Jack Powasnik, (Argued), United States Department of Labor, Office of the Solicitor, Arlington, VA, for Appellees.
Before BECKER, Chief Judge, NYGAARD and AMBRO, Circuit Judges.
OPINION OF THE COURT
NYGAARD, Circuit Judge.
I.
Appellants Randy Rothermel, Jr. and Cindy Rothermel own and operate the D & F Deep Mine Coal Company, an anthracite coal mine in Schuylkill County, Pennsylvania. After Randy Rothermel prevented a Mine Safety and Health Administration (MSHA) inspector from conducting respirable dust sampling, the District Court issued a temporary restraining order and a prеliminary injunction prohibiting Rothermel from interfering with the MSHA in carrying out the provisions of the Federal Mine Safety and Health Act of 1977 (“the Mine Act“),
II.

Data entries:

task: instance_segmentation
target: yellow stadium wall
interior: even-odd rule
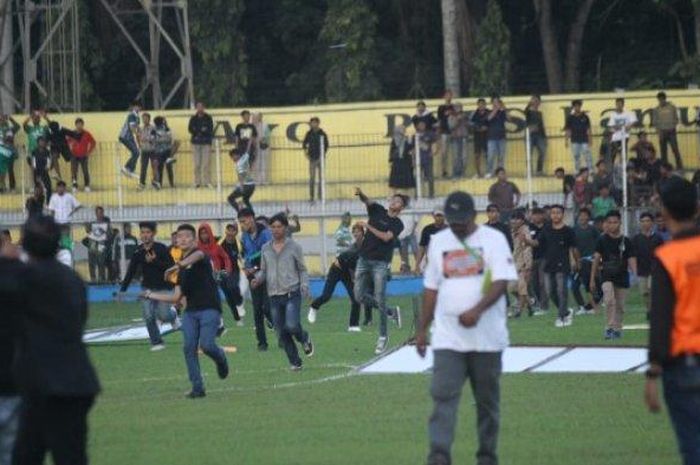
[[[669,100],[680,111],[680,128],[694,131],[692,120],[696,116],[695,106],[700,104],[700,90],[670,90],[667,91]],[[594,126],[594,132],[599,134],[601,127],[607,122],[607,115],[613,111],[614,99],[623,94],[598,93],[577,95],[552,95],[542,98],[542,111],[547,126],[549,141],[548,170],[554,166],[573,166],[561,137],[564,118],[569,111],[572,98],[584,100],[584,110],[588,112]],[[626,92],[627,109],[637,112],[643,126],[649,127],[651,111],[656,106],[655,91]],[[511,116],[516,118],[516,124],[509,124],[510,136],[513,140],[508,147],[508,168],[515,173],[524,170],[525,146],[524,113],[528,96],[513,96],[504,98]],[[476,106],[475,98],[460,98],[456,101],[463,104],[466,111]],[[435,110],[440,100],[426,101],[428,107]],[[301,182],[307,179],[307,164],[300,150],[301,139],[308,129],[307,121],[311,116],[321,118],[321,125],[331,137],[331,149],[328,156],[328,180],[379,180],[388,176],[387,148],[389,134],[394,125],[408,123],[415,112],[415,101],[353,103],[337,105],[316,105],[298,107],[249,108],[251,111],[261,111],[265,121],[271,126],[272,154],[270,156],[269,180],[273,183]],[[230,145],[226,141],[227,129],[232,130],[239,122],[241,109],[210,109],[216,125],[216,136],[224,143],[223,150]],[[149,111],[152,116],[164,115],[176,138],[183,141],[181,154],[176,166],[178,182],[191,182],[192,160],[189,156],[189,134],[187,123],[192,114],[190,110]],[[111,113],[82,113],[57,114],[52,118],[61,124],[72,127],[77,116],[86,121],[86,127],[100,143],[97,153],[91,161],[94,184],[101,188],[112,188],[116,185],[117,166],[126,160],[126,150],[117,143],[117,135],[124,123],[126,111]],[[16,115],[22,122],[23,115]],[[410,133],[409,129],[409,133]],[[351,147],[333,147],[334,142]],[[656,141],[655,141],[656,142]],[[19,143],[24,143],[24,133],[20,133]],[[337,143],[335,145],[338,145]],[[361,147],[358,147],[361,145]],[[597,145],[597,144],[594,144]],[[597,149],[595,147],[594,149]],[[682,144],[684,158],[689,167],[698,167],[699,152],[697,138],[687,138]],[[119,160],[114,159],[117,153]],[[234,172],[231,161],[225,154],[222,157],[223,183],[233,184]],[[67,169],[64,168],[64,170]],[[436,167],[436,172],[438,167]]]

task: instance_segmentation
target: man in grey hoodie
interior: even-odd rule
[[[299,371],[302,363],[294,340],[302,345],[307,357],[314,353],[311,337],[301,326],[301,298],[309,296],[309,275],[301,246],[287,237],[288,227],[289,221],[284,213],[270,219],[272,240],[262,248],[260,271],[251,286],[267,285],[280,345],[287,353],[290,369]]]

Instructions to follow: In the court opinion excerpt, what led the District Court to issue a temporary restraining order and a preliminary injunction?

Output for this task: The District Court issued them after Randy Rothermel prevented a Mine Safety and Health Administration (MSHA) inspector from conducting respirable dust sampling. The orders prohibited Rothermel from interfering with the MSHA in carrying out the provisions of the Federal Mine Safety and Health Act of 1977.